== STATED GOAL ==
Present every line of the listing below as a Markdown table with two columns, Number and Listing line, skipping any blank lines.

Mask labeling examples:
---+---

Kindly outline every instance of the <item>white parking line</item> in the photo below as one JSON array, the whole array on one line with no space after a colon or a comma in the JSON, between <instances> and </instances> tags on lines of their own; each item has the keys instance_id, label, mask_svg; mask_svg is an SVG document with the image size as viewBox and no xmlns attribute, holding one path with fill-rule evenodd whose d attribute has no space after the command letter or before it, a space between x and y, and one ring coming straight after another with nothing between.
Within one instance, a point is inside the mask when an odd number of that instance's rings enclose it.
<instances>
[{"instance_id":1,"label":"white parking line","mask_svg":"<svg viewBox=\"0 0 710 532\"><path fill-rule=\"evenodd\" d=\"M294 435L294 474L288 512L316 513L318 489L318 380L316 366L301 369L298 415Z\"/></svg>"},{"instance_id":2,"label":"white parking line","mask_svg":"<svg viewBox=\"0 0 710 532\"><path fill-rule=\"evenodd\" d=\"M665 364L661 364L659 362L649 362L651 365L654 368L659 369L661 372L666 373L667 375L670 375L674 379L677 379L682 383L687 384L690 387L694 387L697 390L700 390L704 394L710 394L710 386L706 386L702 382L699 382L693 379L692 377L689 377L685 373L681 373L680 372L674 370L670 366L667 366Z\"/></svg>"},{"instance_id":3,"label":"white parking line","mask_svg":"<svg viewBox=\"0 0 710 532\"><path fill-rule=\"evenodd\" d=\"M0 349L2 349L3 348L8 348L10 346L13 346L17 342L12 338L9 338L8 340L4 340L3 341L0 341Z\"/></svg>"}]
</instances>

---+---

== ANSWER TO THE EXERCISE ==
| Number | Listing line |
|---|---|
| 1 | Kindly outline every instance of the <item>white parking line</item> in the photo below as one JSON array, the whole array on one line with no space after a colon or a comma in the JSON, between <instances> and </instances> tags on lines of their own; each item has the keys instance_id, label, mask_svg; mask_svg is an SVG document with the image size as viewBox and no xmlns attribute, holding one path with fill-rule evenodd whose d attribute has no space after the command letter or before it, a space between x and y, and one ring coming straight after another with nothing between. |
| 2 | Within one instance, a point is inside the mask when an odd number of that instance's rings enclose it. |
| 3 | <instances> |
| 4 | [{"instance_id":1,"label":"white parking line","mask_svg":"<svg viewBox=\"0 0 710 532\"><path fill-rule=\"evenodd\" d=\"M294 435L294 474L288 512L316 513L318 489L318 380L316 366L301 369L298 415Z\"/></svg>"},{"instance_id":2,"label":"white parking line","mask_svg":"<svg viewBox=\"0 0 710 532\"><path fill-rule=\"evenodd\" d=\"M665 364L661 364L659 362L649 362L651 365L654 368L659 369L661 372L666 373L667 375L670 375L674 379L677 379L682 383L687 384L690 387L694 387L697 390L700 390L704 394L710 394L710 386L706 386L702 382L699 382L693 379L692 377L689 377L685 373L681 373L680 372L674 370L670 366L667 366Z\"/></svg>"},{"instance_id":3,"label":"white parking line","mask_svg":"<svg viewBox=\"0 0 710 532\"><path fill-rule=\"evenodd\" d=\"M0 349L2 349L3 348L8 348L10 346L13 346L17 342L12 338L9 338L8 340L4 340L3 341L0 341Z\"/></svg>"}] |
| 5 | </instances> |